---------- Given records
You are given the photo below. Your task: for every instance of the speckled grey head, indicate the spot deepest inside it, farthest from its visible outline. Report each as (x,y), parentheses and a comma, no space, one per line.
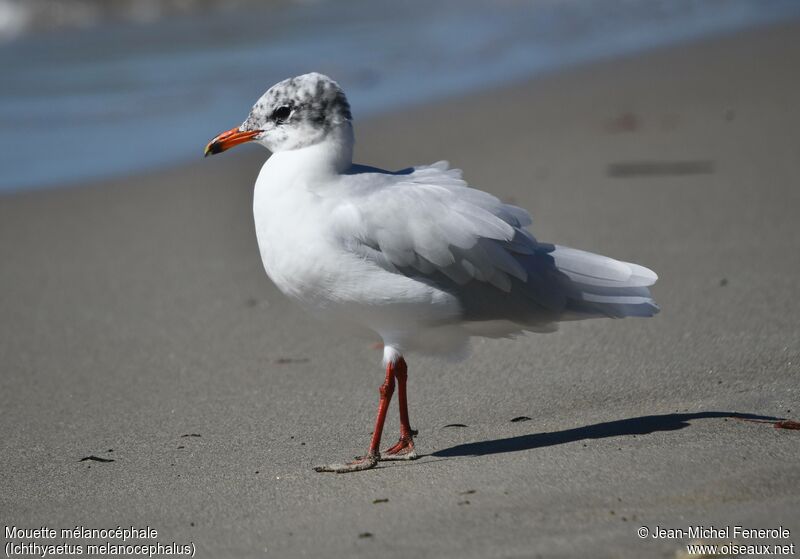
(298,112)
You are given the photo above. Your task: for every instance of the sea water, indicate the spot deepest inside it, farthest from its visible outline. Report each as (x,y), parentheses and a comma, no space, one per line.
(118,98)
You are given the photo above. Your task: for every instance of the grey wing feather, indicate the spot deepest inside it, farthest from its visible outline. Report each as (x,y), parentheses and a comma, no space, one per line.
(426,223)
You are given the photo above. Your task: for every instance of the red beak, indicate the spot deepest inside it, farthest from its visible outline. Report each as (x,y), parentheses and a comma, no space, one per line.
(227,140)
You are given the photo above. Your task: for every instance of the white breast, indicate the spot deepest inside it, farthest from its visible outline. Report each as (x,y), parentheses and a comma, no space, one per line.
(307,260)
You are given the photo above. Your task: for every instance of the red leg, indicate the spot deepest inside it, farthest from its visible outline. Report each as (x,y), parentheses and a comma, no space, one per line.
(371,459)
(404,448)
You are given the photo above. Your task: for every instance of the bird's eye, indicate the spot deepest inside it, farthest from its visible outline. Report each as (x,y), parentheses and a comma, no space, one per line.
(281,114)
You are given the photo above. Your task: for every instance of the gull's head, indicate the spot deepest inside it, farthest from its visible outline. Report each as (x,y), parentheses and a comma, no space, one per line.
(292,114)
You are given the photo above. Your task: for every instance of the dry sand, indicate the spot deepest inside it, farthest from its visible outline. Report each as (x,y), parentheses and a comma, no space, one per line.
(136,312)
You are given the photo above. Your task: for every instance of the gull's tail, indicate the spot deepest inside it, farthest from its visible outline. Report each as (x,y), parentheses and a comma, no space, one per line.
(604,286)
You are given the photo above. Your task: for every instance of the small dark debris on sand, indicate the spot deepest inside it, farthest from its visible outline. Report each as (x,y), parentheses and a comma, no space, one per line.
(94,458)
(787,424)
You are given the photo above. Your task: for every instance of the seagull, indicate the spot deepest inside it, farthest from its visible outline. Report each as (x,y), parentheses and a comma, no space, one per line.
(415,256)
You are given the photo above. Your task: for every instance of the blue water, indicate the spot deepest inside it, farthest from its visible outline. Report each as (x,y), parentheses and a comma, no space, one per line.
(117,99)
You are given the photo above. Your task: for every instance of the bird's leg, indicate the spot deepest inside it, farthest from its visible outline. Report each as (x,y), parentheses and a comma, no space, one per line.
(371,459)
(404,448)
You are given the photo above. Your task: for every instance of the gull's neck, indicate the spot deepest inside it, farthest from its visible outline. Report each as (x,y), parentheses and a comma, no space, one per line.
(331,156)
--------------------
Word for word, quote the lines from the line containing "gull's head, indicate" through the end of the material, both included, and nothing else.

- _Written solution_
You are given the photo above. Your task: for every instance of the gull's head, indicate the spot deepest inside it, farthest from its visible outline. Report each as (x,y), parentheses and a comma, no space, one per line.
(292,114)
You are given the photo above. Your task: for every instance of the dry sand, indicate the spot deepest inside it, farthest from its visible outline. Report each as (x,y), parentheses and a comma, no space, one per line.
(136,312)
You are given the photo above. Your task: for every instance of the gull's tail, indicate the spot deepest inside it, farthest from its visible outline. Report each as (x,y), parentheses and a comma, no space, one per line.
(604,286)
You are given the photo above. Your task: for every instance of the small dark debris on sand, indicate the spot deepest inside it, farthest from its visible outline. Report each as (x,y), parentheses and a comma, no space, one per line.
(94,458)
(787,424)
You are given the photo above. Your task: for every instance of the seagull, indicate the spot deepest inside it, farthest from its visible outline. Report each as (x,y), parentheses and a comma, no space, one per line.
(415,256)
You are given the photo above. Your task: for every instance of the blue water, indicate the spot deepest inside it, farthest from its visible outline. Report each as (x,y), parentheses and a comma, no space, one per line.
(117,99)
You are given the photo above. Your task: for every instance of the bird's leg, indicate the spot deepest inside it, farthest from its visible outline. Report each as (x,y), parentheses and a comma, no space, one per line.
(371,459)
(404,448)
You are given the photo above. Your task: for every instance of the gull's neck, indicate the spot deepest inside it, farthest from its visible outline. Report each as (x,y), parentheses and a comma, no space, one per line.
(331,156)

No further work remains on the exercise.